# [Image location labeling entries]
=-=-=
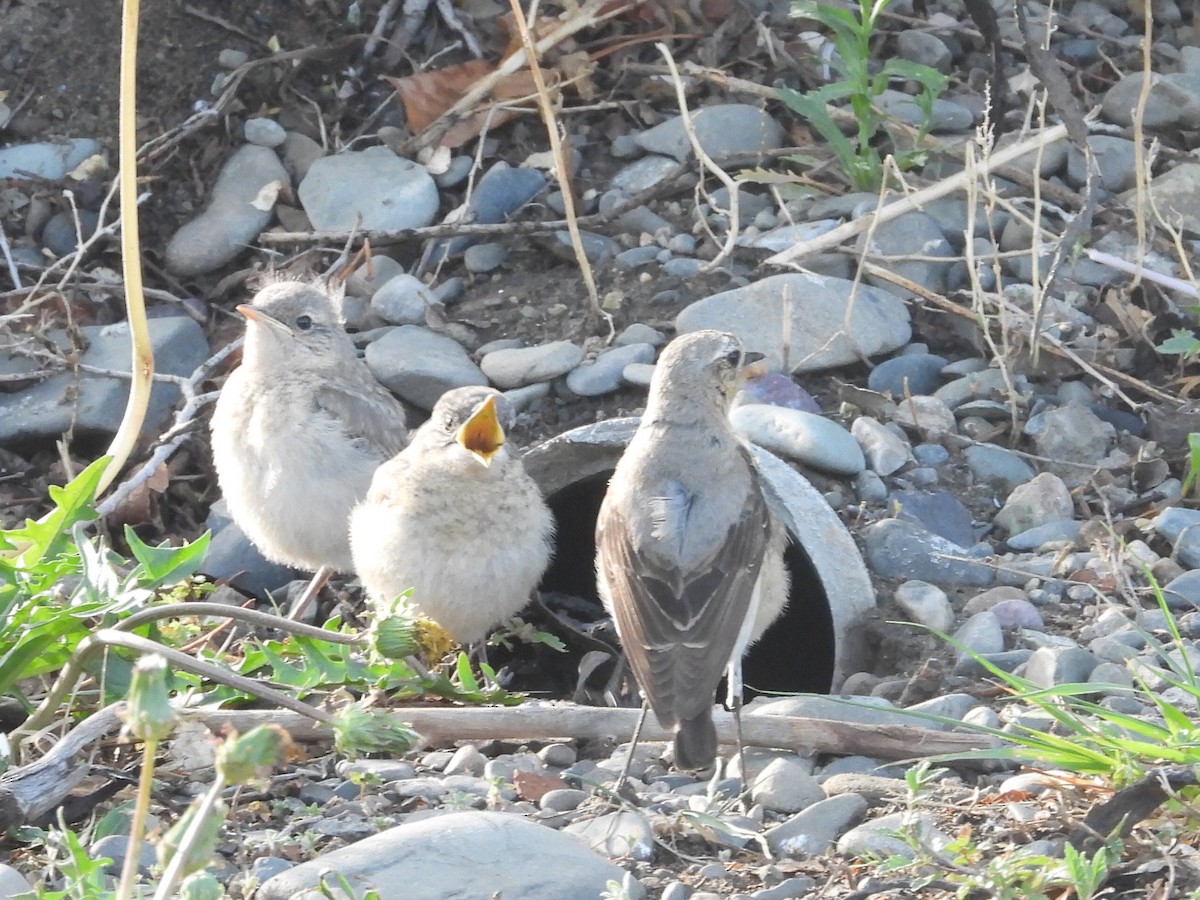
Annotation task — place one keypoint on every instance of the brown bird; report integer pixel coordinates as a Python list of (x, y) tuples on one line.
[(689, 559), (456, 519), (300, 429)]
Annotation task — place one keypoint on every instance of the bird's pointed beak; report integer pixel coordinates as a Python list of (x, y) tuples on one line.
[(481, 435), (753, 365), (261, 317)]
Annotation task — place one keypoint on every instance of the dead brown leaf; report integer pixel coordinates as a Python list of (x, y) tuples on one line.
[(426, 96), (533, 787), (138, 507)]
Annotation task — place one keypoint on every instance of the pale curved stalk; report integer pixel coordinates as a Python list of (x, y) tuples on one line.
[(138, 827), (131, 256)]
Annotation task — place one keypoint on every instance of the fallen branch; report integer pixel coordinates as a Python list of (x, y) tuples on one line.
[(592, 13), (100, 641), (29, 792), (1105, 375), (829, 240), (442, 726)]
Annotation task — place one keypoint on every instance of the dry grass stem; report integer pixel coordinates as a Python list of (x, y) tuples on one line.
[(142, 365), (562, 165), (894, 210), (582, 17), (706, 161), (1140, 165)]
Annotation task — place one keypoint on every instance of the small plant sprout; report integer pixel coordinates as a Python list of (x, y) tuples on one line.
[(149, 718), (360, 730), (190, 844), (861, 83)]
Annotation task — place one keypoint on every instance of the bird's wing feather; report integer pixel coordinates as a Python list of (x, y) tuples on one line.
[(367, 414), (679, 628)]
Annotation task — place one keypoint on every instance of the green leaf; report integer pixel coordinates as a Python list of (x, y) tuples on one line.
[(166, 565), (909, 71), (48, 537), (1180, 342), (466, 677)]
=-=-=
# [Set problem]
Convert the records above into a two-column CSV with the headers "prompt" and "points", one row per record, placing the text and its answer each in a single quoted field with any line breaks replaced by spaces. Leave the pictures out.

# [Exercise response]
prompt,points
"Annotation task — place one keypoint on every instance of the brown bird; report integer pixel coordinates as a Python list of (x, y) tuples on one line.","[(689, 559), (456, 519), (300, 429)]"
"Annotation task — place one keypoint on every instance of the bird's pointed beak; report integer pixel coordinates as a Python list of (x, y) tuples on one line.","[(481, 435), (753, 365), (261, 317)]"
"Annotation task — place one keypoint on every instance of the dead brown leaf; report integer pixel coordinates as a Python list of (x, y) tuples on one line.","[(426, 96), (533, 787), (138, 507)]"
"Annotation task — place one keypoint on every instance of the pale curved stalk; report integer pixel coordinates as a Python list of (x, y) tuples on one line.","[(138, 827), (131, 256)]"
"Annotation task — place one keypoint on every instance of the fallen branch; report integer pixel coordinates as a Python list of (x, y) tuples on one line.","[(592, 13), (100, 641), (29, 792), (1105, 375), (829, 240), (442, 726)]"
"Annotation task — place one keypoint on every instance of the dry grass stem; report integer pixel coordinates as a Python list of (x, y) tuples on one line.","[(142, 365), (562, 165), (894, 210), (582, 17), (706, 161), (1140, 165)]"
"Annotation task — place one keypoint on every instance of the small plant sprout; report integer pixel coordinates as a Python list of (x, y) tuples on one line.","[(149, 718), (360, 730), (190, 844), (861, 83)]"
"Annotation task — place one keypoint on every instance of the bird's wing feather; report integer pixel coordinates as a Python list of (x, y) tuples on one line.","[(367, 414), (679, 628)]"
"Annotation task — place one keypoint on every instance of the green leaf; report integer pixel coordinates as a Python list of (x, y) tuples on one line.","[(166, 565), (909, 71), (48, 537), (1180, 342), (466, 677)]"